→ Records:
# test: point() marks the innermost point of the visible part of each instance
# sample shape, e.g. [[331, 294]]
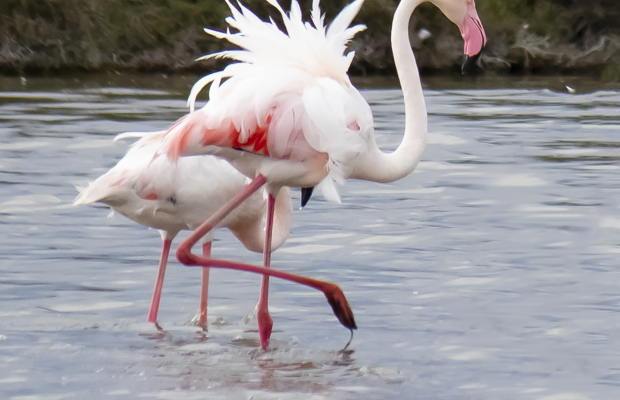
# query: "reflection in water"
[[491, 272]]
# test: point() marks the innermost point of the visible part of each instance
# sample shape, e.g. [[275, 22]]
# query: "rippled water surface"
[[492, 272]]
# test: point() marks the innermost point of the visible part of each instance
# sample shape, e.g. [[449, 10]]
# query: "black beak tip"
[[306, 194], [470, 64]]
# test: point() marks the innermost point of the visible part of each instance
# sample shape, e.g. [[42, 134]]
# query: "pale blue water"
[[492, 272]]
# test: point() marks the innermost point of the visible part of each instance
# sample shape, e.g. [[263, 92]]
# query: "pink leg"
[[165, 250], [204, 292], [265, 323], [332, 292]]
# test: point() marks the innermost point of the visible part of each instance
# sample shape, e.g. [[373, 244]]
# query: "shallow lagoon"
[[489, 273]]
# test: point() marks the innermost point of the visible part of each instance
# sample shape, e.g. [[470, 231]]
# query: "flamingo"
[[203, 185], [286, 115]]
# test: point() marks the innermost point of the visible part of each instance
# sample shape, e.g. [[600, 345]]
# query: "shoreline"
[[525, 37]]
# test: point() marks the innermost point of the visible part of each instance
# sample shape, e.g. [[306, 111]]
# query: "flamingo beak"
[[474, 37]]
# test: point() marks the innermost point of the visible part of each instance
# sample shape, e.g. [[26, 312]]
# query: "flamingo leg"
[[265, 323], [332, 292], [159, 283], [204, 290]]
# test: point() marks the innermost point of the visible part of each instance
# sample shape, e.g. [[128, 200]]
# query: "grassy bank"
[[166, 35]]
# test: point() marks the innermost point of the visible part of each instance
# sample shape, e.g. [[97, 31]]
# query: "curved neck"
[[388, 167]]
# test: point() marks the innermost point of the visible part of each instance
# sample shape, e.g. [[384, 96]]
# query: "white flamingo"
[[286, 114], [202, 186]]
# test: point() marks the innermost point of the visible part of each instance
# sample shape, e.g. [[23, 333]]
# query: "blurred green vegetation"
[[539, 36]]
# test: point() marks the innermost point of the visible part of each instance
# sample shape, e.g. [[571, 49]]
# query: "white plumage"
[[183, 195]]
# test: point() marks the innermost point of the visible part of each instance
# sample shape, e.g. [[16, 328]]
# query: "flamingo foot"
[[265, 325]]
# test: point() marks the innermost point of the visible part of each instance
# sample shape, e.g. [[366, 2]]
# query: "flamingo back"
[[288, 98]]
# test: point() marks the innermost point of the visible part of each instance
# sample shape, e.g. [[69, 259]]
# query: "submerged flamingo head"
[[463, 13]]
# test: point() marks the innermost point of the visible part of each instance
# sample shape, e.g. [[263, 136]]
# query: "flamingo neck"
[[389, 167]]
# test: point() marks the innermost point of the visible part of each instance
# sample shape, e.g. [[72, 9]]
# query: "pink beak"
[[473, 35]]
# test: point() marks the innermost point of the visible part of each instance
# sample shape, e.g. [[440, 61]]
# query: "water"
[[489, 273]]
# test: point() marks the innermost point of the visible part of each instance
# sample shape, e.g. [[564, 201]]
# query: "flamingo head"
[[463, 13]]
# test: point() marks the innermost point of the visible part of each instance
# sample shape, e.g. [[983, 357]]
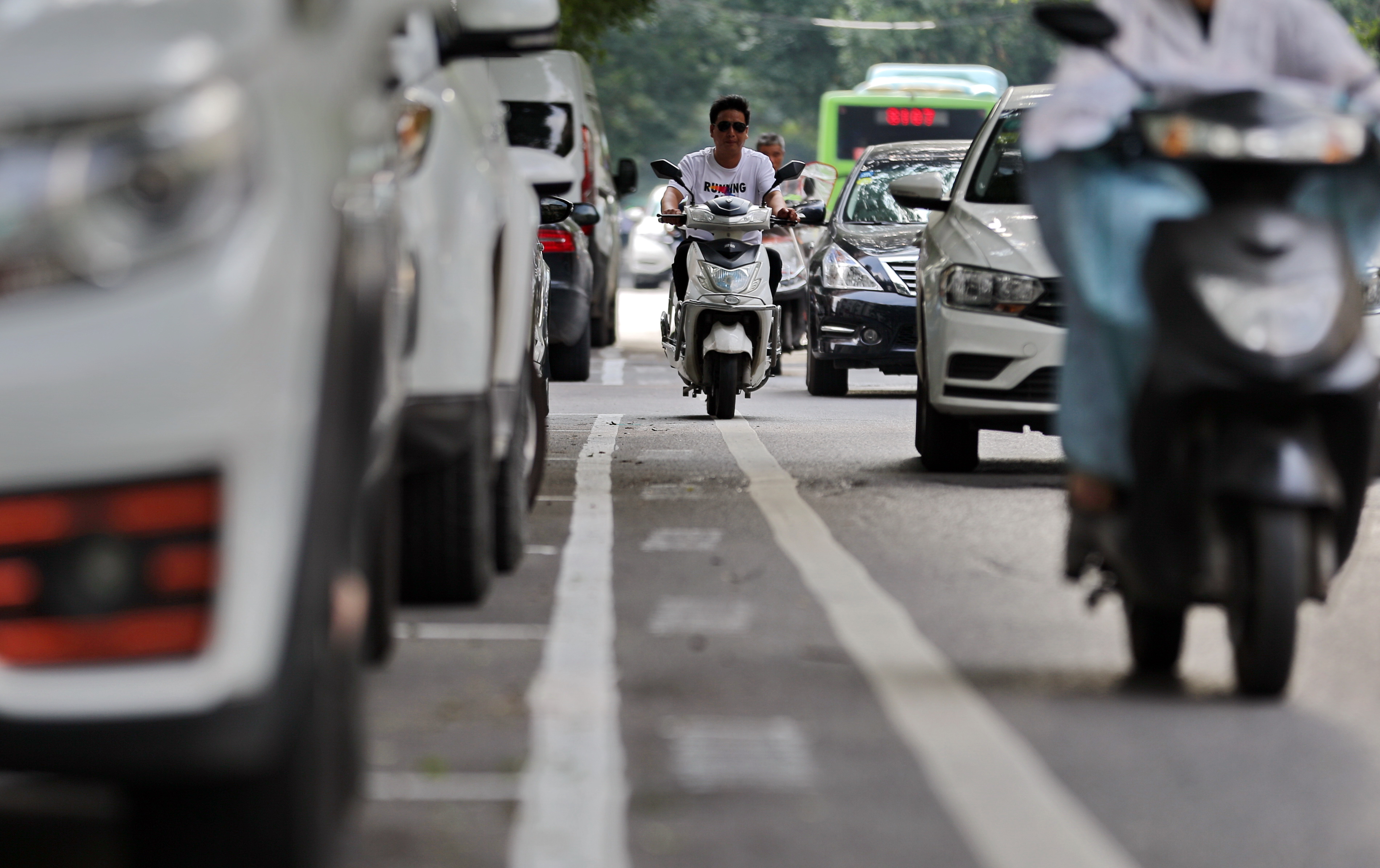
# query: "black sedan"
[[861, 276]]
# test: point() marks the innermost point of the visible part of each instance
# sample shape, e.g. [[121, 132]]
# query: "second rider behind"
[[725, 170]]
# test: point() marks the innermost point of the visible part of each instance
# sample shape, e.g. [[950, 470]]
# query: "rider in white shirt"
[[725, 170]]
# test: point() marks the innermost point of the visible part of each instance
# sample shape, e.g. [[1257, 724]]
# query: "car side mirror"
[[790, 170], [627, 178], [584, 214], [920, 191], [1081, 24], [666, 170], [555, 210], [812, 213]]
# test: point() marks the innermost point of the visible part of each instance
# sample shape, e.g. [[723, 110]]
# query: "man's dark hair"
[[730, 103]]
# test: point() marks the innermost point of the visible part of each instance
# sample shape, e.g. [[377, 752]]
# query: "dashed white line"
[[452, 787], [533, 633], [572, 812], [1008, 805]]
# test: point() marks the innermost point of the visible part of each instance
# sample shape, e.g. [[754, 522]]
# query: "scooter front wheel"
[[1274, 555], [724, 384]]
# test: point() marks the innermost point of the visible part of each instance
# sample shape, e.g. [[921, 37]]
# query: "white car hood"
[[1005, 238], [63, 58]]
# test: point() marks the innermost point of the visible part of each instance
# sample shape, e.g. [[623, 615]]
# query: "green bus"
[[902, 103]]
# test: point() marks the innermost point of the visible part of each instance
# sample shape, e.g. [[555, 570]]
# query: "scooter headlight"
[[94, 201], [729, 279], [1281, 319], [1372, 290]]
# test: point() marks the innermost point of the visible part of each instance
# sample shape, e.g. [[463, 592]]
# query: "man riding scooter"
[[725, 170], [1176, 184]]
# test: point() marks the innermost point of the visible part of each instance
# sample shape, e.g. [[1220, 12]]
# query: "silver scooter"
[[725, 337]]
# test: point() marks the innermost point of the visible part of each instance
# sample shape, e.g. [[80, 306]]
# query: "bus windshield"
[[868, 125], [870, 201], [1000, 177]]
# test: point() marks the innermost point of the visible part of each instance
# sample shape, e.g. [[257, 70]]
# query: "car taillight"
[[555, 240], [587, 185], [110, 573]]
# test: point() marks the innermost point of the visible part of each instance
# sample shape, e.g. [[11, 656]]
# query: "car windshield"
[[541, 125], [1000, 177], [870, 201]]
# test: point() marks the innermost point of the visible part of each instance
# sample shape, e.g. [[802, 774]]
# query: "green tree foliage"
[[658, 72], [586, 22]]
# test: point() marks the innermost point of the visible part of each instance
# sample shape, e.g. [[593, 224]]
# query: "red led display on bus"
[[910, 118]]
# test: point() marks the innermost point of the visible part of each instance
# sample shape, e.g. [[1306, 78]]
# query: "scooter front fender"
[[1275, 467], [728, 338]]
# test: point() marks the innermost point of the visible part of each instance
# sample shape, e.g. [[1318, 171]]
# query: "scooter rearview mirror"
[[812, 213], [584, 214], [1081, 24], [666, 170], [790, 170], [555, 210]]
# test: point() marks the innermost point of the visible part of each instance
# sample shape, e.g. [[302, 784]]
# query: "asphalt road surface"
[[779, 642]]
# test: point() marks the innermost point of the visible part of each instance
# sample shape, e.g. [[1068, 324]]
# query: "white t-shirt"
[[751, 180]]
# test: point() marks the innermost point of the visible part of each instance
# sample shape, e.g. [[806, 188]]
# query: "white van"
[[553, 106]]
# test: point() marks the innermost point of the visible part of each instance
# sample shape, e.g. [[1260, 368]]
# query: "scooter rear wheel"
[[1274, 550]]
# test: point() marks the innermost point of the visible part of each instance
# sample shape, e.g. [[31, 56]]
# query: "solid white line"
[[573, 802], [1008, 805], [528, 633], [455, 787]]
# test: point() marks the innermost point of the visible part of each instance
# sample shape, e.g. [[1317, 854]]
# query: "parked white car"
[[201, 328], [990, 312], [553, 104], [470, 227]]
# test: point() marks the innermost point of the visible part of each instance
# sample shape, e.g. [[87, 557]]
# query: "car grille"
[[1049, 307], [904, 270], [972, 366], [1040, 388]]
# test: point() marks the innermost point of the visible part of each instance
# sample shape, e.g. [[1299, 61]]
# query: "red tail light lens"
[[555, 240], [111, 573]]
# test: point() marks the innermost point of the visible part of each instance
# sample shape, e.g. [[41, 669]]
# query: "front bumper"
[[890, 315], [990, 363]]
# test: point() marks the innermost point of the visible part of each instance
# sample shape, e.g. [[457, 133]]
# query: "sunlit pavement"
[[758, 707]]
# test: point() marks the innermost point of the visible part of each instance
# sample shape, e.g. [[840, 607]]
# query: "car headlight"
[[987, 290], [96, 201], [844, 272], [1372, 290], [728, 279], [1282, 319]]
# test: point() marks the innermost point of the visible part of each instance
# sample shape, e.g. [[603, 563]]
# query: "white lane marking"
[[612, 373], [688, 616], [671, 492], [574, 797], [1008, 805], [715, 754], [455, 787], [533, 633], [684, 540]]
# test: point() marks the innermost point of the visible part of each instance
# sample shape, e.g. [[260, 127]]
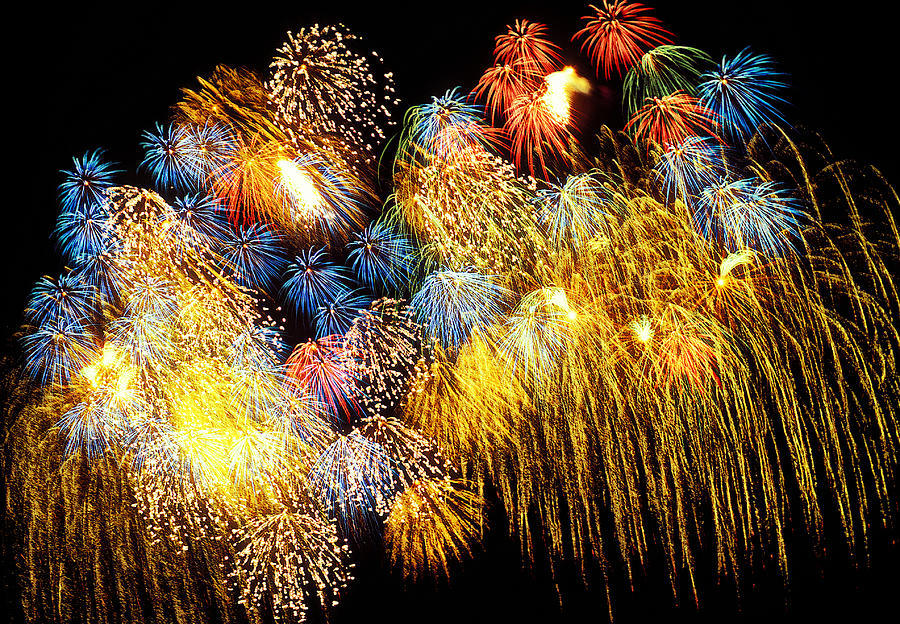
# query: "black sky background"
[[82, 76]]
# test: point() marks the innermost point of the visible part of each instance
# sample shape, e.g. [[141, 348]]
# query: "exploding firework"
[[653, 353], [619, 33]]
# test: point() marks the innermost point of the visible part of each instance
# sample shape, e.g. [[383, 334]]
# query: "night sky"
[[79, 77]]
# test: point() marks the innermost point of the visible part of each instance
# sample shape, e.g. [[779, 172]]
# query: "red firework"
[[501, 84], [525, 43], [619, 34], [244, 183], [535, 130], [320, 367], [670, 120]]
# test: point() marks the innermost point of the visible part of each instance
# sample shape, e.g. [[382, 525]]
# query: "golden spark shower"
[[331, 323]]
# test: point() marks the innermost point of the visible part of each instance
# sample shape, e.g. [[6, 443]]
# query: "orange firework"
[[525, 43], [500, 85], [536, 128], [670, 120]]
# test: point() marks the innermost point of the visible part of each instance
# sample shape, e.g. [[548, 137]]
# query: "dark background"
[[82, 76]]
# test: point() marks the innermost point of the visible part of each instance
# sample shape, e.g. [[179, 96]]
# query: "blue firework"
[[744, 93], [209, 149], [201, 219], [58, 350], [87, 182], [687, 167], [444, 128], [381, 257], [354, 480], [769, 221], [259, 345], [662, 71], [337, 315], [576, 211], [102, 269], [66, 298], [313, 193], [749, 213], [145, 337], [82, 229], [253, 254], [168, 157], [312, 281], [154, 296], [452, 304]]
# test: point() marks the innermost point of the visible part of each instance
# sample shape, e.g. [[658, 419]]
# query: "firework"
[[386, 353], [662, 71], [500, 85], [687, 167], [670, 120], [525, 43], [743, 93], [87, 182], [650, 356], [66, 298], [354, 479], [319, 86], [286, 560], [314, 195], [749, 213], [58, 350], [336, 316], [82, 230], [447, 129], [311, 281], [575, 211], [433, 524], [208, 148], [253, 254], [381, 257], [453, 304], [168, 157], [535, 129], [200, 221], [321, 368], [619, 33]]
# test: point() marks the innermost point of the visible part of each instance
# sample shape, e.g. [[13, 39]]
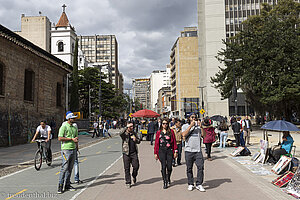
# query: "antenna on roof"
[[64, 7]]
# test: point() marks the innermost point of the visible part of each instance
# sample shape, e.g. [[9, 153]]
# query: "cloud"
[[145, 29]]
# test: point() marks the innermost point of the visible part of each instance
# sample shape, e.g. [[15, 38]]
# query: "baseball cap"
[[71, 116]]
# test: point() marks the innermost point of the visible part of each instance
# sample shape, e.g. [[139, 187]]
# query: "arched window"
[[1, 79], [29, 85], [60, 47]]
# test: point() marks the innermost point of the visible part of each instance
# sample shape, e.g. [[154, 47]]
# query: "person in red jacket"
[[209, 136], [164, 149]]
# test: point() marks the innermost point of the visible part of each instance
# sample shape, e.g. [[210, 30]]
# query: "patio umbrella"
[[218, 118], [280, 125], [145, 113]]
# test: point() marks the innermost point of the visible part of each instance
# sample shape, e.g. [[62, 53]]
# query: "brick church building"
[[32, 88]]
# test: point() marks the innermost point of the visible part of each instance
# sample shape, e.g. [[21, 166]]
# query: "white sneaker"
[[200, 188], [190, 187]]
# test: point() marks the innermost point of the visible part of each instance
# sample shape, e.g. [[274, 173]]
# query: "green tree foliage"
[[112, 103], [74, 101], [269, 74]]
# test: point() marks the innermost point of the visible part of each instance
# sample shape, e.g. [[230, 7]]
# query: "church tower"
[[63, 38]]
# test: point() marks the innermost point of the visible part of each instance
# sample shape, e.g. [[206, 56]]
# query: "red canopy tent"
[[145, 113]]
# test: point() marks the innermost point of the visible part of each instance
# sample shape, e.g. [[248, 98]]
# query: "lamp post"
[[202, 101], [234, 83], [100, 68]]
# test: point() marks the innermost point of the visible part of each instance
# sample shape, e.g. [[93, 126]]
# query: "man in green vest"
[[68, 135]]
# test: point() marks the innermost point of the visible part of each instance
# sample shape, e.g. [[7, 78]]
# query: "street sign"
[[202, 111]]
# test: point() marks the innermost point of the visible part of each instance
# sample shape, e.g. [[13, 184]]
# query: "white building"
[[36, 29], [106, 69], [63, 39], [158, 79]]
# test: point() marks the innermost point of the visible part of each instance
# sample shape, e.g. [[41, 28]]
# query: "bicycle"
[[40, 155]]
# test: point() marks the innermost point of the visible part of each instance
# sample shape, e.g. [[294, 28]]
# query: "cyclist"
[[44, 132]]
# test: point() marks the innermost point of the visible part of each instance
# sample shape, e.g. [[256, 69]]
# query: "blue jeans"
[[68, 158], [223, 138], [76, 167]]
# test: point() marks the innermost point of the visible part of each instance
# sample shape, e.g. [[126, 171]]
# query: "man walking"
[[247, 128], [68, 135], [177, 130], [130, 153], [151, 130], [193, 154]]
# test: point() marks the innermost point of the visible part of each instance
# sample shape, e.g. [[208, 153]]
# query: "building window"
[[60, 47], [1, 79], [58, 94], [29, 85]]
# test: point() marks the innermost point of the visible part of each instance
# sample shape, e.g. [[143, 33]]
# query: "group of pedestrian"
[[100, 128], [169, 140]]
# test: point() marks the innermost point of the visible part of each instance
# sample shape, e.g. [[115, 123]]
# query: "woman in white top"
[[44, 132]]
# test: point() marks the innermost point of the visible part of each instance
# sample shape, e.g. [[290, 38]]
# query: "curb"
[[11, 169]]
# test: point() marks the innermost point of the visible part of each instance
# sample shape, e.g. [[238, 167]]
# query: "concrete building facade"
[[218, 20], [32, 88], [185, 73], [141, 91], [102, 48], [36, 29], [158, 79]]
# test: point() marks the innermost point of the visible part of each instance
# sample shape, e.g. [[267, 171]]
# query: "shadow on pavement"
[[149, 181], [216, 183]]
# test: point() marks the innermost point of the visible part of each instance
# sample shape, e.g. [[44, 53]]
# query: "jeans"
[[237, 139], [197, 158], [179, 148], [165, 158], [208, 149], [223, 138], [134, 161], [76, 167], [68, 158], [151, 135]]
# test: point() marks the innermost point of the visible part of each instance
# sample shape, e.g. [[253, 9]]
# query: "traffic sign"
[[202, 111]]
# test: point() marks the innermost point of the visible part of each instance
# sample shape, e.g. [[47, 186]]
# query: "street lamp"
[[202, 101], [234, 83], [100, 68]]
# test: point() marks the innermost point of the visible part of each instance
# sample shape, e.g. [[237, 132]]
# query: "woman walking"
[[164, 149], [209, 136], [224, 134]]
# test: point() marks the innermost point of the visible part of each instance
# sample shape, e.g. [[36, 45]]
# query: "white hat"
[[71, 116]]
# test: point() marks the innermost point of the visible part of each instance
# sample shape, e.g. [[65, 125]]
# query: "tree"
[[269, 74], [74, 102]]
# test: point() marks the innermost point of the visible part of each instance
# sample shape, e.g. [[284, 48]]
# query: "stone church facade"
[[32, 88]]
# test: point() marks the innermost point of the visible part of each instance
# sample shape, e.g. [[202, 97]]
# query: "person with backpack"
[[247, 128], [236, 128], [224, 134], [193, 153]]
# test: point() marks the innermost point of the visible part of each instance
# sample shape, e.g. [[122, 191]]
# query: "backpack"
[[245, 152]]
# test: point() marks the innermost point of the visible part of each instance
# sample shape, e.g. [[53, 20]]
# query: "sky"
[[145, 29]]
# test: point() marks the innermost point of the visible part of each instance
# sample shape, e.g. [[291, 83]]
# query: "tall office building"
[[158, 79], [185, 73], [36, 29], [141, 90], [217, 20], [101, 49]]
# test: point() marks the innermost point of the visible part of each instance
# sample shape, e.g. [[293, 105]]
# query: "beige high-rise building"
[[36, 29], [101, 49], [185, 73]]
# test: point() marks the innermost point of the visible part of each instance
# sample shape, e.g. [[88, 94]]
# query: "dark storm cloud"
[[145, 29]]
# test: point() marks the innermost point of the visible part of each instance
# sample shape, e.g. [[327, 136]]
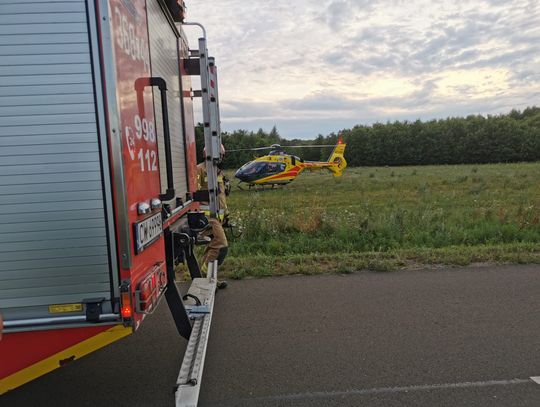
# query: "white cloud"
[[315, 67]]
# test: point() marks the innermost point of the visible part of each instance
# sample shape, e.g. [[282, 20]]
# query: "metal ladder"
[[201, 296], [200, 64], [199, 301]]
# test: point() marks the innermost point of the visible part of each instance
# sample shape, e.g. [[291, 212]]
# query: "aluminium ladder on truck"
[[199, 302]]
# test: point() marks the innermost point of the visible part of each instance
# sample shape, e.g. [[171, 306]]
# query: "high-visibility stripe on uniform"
[[53, 362]]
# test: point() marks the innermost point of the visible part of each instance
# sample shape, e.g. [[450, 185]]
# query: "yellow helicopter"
[[280, 168]]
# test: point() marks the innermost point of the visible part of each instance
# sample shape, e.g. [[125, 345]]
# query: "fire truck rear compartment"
[[55, 205]]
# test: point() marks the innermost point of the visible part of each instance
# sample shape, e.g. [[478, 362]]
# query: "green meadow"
[[387, 218]]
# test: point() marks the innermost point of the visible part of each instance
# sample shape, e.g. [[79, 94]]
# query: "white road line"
[[383, 390], [536, 379]]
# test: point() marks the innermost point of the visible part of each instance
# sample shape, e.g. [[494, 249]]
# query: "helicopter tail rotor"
[[338, 159]]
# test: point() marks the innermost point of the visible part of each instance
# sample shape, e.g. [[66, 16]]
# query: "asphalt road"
[[453, 337]]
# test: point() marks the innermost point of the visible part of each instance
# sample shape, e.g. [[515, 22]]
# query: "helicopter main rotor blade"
[[250, 149], [311, 146]]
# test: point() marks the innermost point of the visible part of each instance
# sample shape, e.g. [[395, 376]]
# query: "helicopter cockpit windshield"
[[258, 169]]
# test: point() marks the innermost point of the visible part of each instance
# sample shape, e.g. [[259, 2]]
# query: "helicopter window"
[[255, 167], [273, 167]]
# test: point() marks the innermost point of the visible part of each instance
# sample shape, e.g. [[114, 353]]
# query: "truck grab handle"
[[140, 84]]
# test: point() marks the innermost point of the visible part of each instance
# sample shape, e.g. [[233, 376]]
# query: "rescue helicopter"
[[280, 168]]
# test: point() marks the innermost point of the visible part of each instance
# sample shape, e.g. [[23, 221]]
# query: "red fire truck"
[[98, 179]]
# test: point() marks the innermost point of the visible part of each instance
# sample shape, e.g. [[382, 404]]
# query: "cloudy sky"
[[313, 67]]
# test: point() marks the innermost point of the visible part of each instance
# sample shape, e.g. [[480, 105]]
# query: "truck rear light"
[[150, 289], [126, 309]]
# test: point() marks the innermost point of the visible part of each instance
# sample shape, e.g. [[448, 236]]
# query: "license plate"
[[147, 232]]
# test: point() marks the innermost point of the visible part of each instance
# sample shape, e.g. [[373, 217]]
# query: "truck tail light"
[[126, 309], [150, 289]]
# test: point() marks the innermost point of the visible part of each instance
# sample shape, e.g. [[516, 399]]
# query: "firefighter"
[[218, 246]]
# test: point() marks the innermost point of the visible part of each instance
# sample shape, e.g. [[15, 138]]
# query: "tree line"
[[474, 139]]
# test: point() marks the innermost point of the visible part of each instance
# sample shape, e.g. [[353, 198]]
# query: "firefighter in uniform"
[[218, 246]]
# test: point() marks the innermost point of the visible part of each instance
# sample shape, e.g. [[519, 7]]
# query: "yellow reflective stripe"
[[79, 350]]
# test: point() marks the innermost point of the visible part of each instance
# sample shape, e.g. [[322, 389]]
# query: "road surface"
[[449, 337]]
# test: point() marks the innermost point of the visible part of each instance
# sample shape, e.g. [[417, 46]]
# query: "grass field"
[[388, 219]]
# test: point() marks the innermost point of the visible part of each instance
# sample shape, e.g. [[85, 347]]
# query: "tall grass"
[[388, 217]]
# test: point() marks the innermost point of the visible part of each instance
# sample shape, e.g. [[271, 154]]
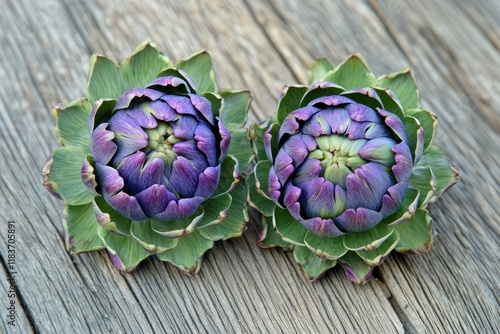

→ Your task: Repeat exactly the lines from the first line of the records above through the line containing "# sample shape, e.g. [[263, 92]]", leaving out the pictures.

→ Task answer:
# test: point() marks the innermost point of the visible part of each instance
# sample shape, e.g. [[331, 294]]
# query: "reflection in water"
[[491, 272]]
# test: point() marks the innermost point of the visible part of each instance
# sample shape, e.g. [[275, 22]]
# query: "rippled water surface"
[[492, 272]]
# test: point() marks the innermost point of the visible part of each instance
# sample shape, e.g. [[449, 10]]
# query: "black beak tip"
[[306, 194], [470, 64]]
# test: point() marks the innermost point of the visible part of each instance
# sample shape, e.g. [[42, 134]]
# query: "pale blue water"
[[492, 272]]
# test: point() marks the innermost point of the visible part of each instance
# sample shape, e.g. [[263, 92]]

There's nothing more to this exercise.